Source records
BEGIN

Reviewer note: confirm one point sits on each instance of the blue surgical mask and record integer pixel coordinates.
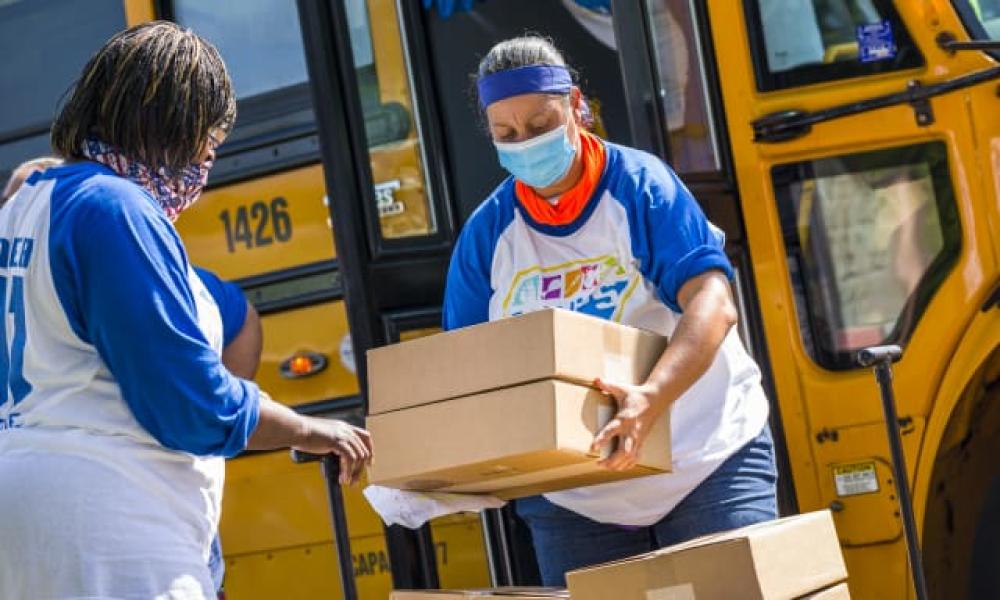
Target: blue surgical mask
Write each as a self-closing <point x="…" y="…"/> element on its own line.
<point x="540" y="161"/>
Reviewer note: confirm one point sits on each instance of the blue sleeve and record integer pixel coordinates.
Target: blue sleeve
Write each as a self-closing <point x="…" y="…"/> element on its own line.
<point x="671" y="237"/>
<point x="467" y="291"/>
<point x="121" y="275"/>
<point x="231" y="302"/>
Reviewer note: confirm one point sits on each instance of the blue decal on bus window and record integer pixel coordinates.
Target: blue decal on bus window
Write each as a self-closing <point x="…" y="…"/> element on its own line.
<point x="875" y="42"/>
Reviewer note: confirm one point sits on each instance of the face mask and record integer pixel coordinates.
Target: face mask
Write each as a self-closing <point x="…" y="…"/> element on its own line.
<point x="175" y="192"/>
<point x="540" y="161"/>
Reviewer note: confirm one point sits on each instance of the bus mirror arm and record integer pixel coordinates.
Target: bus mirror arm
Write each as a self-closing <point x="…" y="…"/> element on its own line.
<point x="879" y="354"/>
<point x="786" y="125"/>
<point x="949" y="43"/>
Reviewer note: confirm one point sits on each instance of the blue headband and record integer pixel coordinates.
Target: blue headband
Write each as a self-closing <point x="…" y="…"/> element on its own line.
<point x="533" y="79"/>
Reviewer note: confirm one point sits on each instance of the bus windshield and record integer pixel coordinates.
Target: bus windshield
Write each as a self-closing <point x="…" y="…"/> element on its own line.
<point x="982" y="17"/>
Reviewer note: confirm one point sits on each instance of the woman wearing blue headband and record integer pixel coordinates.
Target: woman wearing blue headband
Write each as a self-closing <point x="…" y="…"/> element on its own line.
<point x="587" y="225"/>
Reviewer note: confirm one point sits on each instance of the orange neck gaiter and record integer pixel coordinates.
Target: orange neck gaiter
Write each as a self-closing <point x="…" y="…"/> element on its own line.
<point x="571" y="202"/>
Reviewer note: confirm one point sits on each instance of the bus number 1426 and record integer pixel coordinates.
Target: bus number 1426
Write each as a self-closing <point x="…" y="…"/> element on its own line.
<point x="256" y="225"/>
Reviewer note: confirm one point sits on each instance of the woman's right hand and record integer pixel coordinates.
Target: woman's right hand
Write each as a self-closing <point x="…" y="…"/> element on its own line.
<point x="281" y="427"/>
<point x="352" y="445"/>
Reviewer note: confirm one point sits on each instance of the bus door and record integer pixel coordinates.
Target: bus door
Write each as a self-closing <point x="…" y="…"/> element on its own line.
<point x="666" y="55"/>
<point x="854" y="148"/>
<point x="267" y="221"/>
<point x="390" y="209"/>
<point x="670" y="66"/>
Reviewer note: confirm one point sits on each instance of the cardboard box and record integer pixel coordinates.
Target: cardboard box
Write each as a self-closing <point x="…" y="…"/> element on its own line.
<point x="510" y="442"/>
<point x="548" y="344"/>
<point x="782" y="559"/>
<point x="837" y="592"/>
<point x="484" y="594"/>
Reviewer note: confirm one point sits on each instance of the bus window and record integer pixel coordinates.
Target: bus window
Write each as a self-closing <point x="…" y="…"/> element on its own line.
<point x="395" y="150"/>
<point x="834" y="39"/>
<point x="981" y="17"/>
<point x="258" y="39"/>
<point x="869" y="237"/>
<point x="53" y="39"/>
<point x="681" y="68"/>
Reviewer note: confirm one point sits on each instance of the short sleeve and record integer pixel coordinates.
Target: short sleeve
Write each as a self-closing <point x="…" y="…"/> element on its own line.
<point x="231" y="302"/>
<point x="120" y="268"/>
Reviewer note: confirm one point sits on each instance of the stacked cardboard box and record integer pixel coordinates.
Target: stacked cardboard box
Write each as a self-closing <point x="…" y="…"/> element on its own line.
<point x="506" y="408"/>
<point x="795" y="557"/>
<point x="484" y="594"/>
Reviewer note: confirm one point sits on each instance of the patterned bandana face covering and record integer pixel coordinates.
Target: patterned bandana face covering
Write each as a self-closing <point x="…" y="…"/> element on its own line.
<point x="174" y="193"/>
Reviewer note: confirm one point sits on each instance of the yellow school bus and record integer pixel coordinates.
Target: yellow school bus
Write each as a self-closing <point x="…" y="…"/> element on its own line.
<point x="850" y="149"/>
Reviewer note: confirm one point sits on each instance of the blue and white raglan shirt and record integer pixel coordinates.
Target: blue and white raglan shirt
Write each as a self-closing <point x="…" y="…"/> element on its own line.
<point x="639" y="239"/>
<point x="116" y="411"/>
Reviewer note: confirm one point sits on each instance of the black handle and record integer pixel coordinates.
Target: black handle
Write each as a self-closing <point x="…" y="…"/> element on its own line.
<point x="331" y="472"/>
<point x="877" y="354"/>
<point x="301" y="457"/>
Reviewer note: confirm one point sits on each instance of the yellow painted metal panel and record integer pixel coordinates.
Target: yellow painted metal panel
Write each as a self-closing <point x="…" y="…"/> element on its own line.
<point x="277" y="538"/>
<point x="813" y="399"/>
<point x="267" y="224"/>
<point x="321" y="328"/>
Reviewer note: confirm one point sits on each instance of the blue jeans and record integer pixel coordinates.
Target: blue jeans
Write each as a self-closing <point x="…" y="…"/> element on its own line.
<point x="216" y="563"/>
<point x="742" y="491"/>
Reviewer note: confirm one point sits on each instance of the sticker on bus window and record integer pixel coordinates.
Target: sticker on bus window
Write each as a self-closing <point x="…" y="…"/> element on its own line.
<point x="855" y="479"/>
<point x="385" y="199"/>
<point x="876" y="42"/>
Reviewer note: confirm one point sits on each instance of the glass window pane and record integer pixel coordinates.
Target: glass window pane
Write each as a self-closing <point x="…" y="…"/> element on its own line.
<point x="397" y="160"/>
<point x="681" y="70"/>
<point x="44" y="46"/>
<point x="869" y="237"/>
<point x="799" y="42"/>
<point x="260" y="40"/>
<point x="982" y="17"/>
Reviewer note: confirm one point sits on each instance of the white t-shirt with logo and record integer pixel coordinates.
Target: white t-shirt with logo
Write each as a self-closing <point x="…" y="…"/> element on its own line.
<point x="116" y="411"/>
<point x="640" y="238"/>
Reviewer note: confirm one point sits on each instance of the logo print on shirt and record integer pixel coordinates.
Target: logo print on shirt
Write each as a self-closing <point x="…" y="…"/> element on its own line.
<point x="594" y="286"/>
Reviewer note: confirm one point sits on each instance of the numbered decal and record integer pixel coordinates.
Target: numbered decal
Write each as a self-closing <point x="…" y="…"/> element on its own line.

END

#### Work instructions:
Rewrite all of the material above with every "Reviewer note" renamed to "Annotator note", keeping everything else the same, and leave the pictures out.

#### Task answer:
Annotator note: confirm one point sits on each instance of the blue surgical mask and record integer pixel coordinates.
Target: blue surgical mask
Write each as a self-closing <point x="…" y="…"/> element on its own line.
<point x="540" y="161"/>
Annotator note: confirm one point sits on each instance of the blue sleeve and record integer pixel coordinates.
Target: blue sleeve
Write each as a self-closing <point x="…" y="…"/> element on its own line.
<point x="671" y="237"/>
<point x="467" y="291"/>
<point x="121" y="275"/>
<point x="231" y="302"/>
Annotator note: confirm one point sits on each instance of the blue decal on bus window and record integer pixel coordinates.
Target: blue decal on bus window
Write each as a self-closing <point x="…" y="…"/> element on its own line.
<point x="875" y="42"/>
Annotator note: confirm one point sits on each instance of the face mask and record integer pixel coordinates.
Target: face mask
Write each as a self-closing <point x="…" y="…"/> element on its own line.
<point x="175" y="192"/>
<point x="540" y="161"/>
Annotator note: confirm one point sits on each instance of the bus mirror arm and record integer pixel coordinates.
Target: bus mirror arm
Write each as a self-closing <point x="…" y="…"/> element on its own line.
<point x="879" y="354"/>
<point x="786" y="125"/>
<point x="949" y="43"/>
Annotator note: confirm one point sits on each instance of the blue headband and record integer pixel coordinates.
Target: blue headband
Write each as a self-closing <point x="…" y="…"/> element on its own line.
<point x="533" y="79"/>
Annotator note: confirm one point sits on each instance of the bus windshield and record integer pixel coordinates.
Target: bus windshield
Write each as a self-closing <point x="…" y="…"/> element on its own line.
<point x="982" y="17"/>
Annotator note: confirm one point sits on each instance of the woman wearing blue headband and record integer pixel coordinates.
Target: woman wearing blue headband
Write each as a self-closing <point x="…" y="…"/> element on its own line.
<point x="587" y="225"/>
Annotator note: confirm one point sits on each instance of the orange neck gaiter and record integer pixel coordinates.
Target: orange neck gaiter
Write each as a self-closing <point x="…" y="…"/> element on its own line.
<point x="571" y="202"/>
Annotator note: confirm one point sits on each instance of the bus number 1426 and record integer pixel coordinates.
Target: bus number 1426
Write each as a self-closing <point x="…" y="…"/> element on its own line.
<point x="256" y="225"/>
Annotator note: confirm one point sits on each instance of the woman's right hand and record integer pixel coordinates.
Target: woman's right hand
Write each as a self-closing <point x="…" y="…"/> element on its own line.
<point x="281" y="427"/>
<point x="352" y="445"/>
Annotator note: confirm one point sits on each instance of the bus door and record integer pixel coordinates.
Target: bus door
Write each as a self-closing <point x="…" y="…"/> element on its own line.
<point x="666" y="55"/>
<point x="854" y="148"/>
<point x="267" y="221"/>
<point x="390" y="209"/>
<point x="670" y="66"/>
Annotator note: confirm one point sits on each instance of the cardboard box and record integer pixel coordinates.
Target: cardboard box
Write each as a self-closing <point x="…" y="…"/> element on its own line.
<point x="510" y="442"/>
<point x="548" y="344"/>
<point x="782" y="559"/>
<point x="837" y="592"/>
<point x="484" y="594"/>
Annotator note: confirm one point sits on each instance of the bus window and record integer pixel coordinates.
Target: bus window
Write each as a self-closing <point x="…" y="…"/> element on its own line.
<point x="395" y="150"/>
<point x="834" y="39"/>
<point x="981" y="17"/>
<point x="258" y="39"/>
<point x="869" y="237"/>
<point x="53" y="39"/>
<point x="681" y="68"/>
Annotator note: confirm one point sits on each instance of the short sleeve and record integer pixel coordinates.
Target: short sleeve
Write each as a self-closing <point x="…" y="…"/> element on its own line.
<point x="231" y="302"/>
<point x="120" y="268"/>
Annotator note: confirm one point sits on each instance of the stacked cardboard box and record integer pixel coordinates.
Target: stacked cardboard box
Write each as a self-closing <point x="…" y="…"/> element on its own line.
<point x="506" y="408"/>
<point x="795" y="557"/>
<point x="484" y="594"/>
Annotator note: confirm one point sits on each instance of the patterned bandana face covering and record integer pixel coordinates.
Target: patterned bandana face covering
Write each as a self-closing <point x="…" y="…"/> element on its own line.
<point x="174" y="193"/>
Annotator note: confirm one point sits on each instance of the yellow school bus and record integer pixel coordinates.
Target: yellow school bus
Write each as a self-closing <point x="…" y="…"/> element on its own line.
<point x="850" y="149"/>
Annotator note: confirm one point sits on each instance of the blue and white raglan shirt and record integer pixel coordinates.
Target: blue and white raglan shirt
Write each as a self-closing <point x="…" y="…"/> element on its own line.
<point x="639" y="239"/>
<point x="116" y="411"/>
Annotator note: confirm one point sits on each instance of the black handle and record integer pixel coordinates.
Target: black handle
Write each as a self-closing <point x="…" y="…"/> element on its own line.
<point x="331" y="472"/>
<point x="877" y="354"/>
<point x="301" y="457"/>
Annotator note: confirm one point sits on each instance of the yellow painted metal panel and record integer pixel coordinates.
Target: yellow painted metal panel
Write each as a self-closing <point x="…" y="…"/> element on its own line.
<point x="277" y="538"/>
<point x="813" y="399"/>
<point x="267" y="224"/>
<point x="321" y="328"/>
Annotator note: confirm one point sits on each instance of the blue jeans and record integer pixel coordinates.
Target: blue jeans
Write each as a self-closing <point x="…" y="…"/> element on its own line.
<point x="216" y="563"/>
<point x="742" y="491"/>
Annotator note: confirm one point sits on each instance of the sticker on bus window and record integer pixel coordinates.
Target: sticker on bus window
Write each as a self-closing <point x="…" y="…"/> element on its own line.
<point x="855" y="479"/>
<point x="385" y="199"/>
<point x="876" y="42"/>
Annotator note: confirm one point sits on each instance of the glass window pane and record integer pixel coordinates.
Target: glass window pane
Write each as a self-closing <point x="…" y="…"/> element on its own line.
<point x="397" y="160"/>
<point x="681" y="70"/>
<point x="44" y="46"/>
<point x="869" y="237"/>
<point x="799" y="42"/>
<point x="260" y="40"/>
<point x="982" y="17"/>
Annotator note: confirm one point sits on each instance of the white t-shirt with logo and record integer pixel coordinates.
Target: white t-shirt with logo
Write each as a self-closing <point x="…" y="…"/> element on its own line.
<point x="116" y="411"/>
<point x="640" y="238"/>
Annotator note: confirm one point sits on each instance of the logo print on shirt and record integer pixel coordinates.
Target: logo print on shirt
Write each as a self-closing <point x="…" y="…"/> element on its own line.
<point x="594" y="286"/>
Annotator note: confirm one point sits on each instance of the numbered decal and record integer pixel coordinates.
Target: numbered decal
Write each as a self-closing <point x="…" y="…"/> element on its own line.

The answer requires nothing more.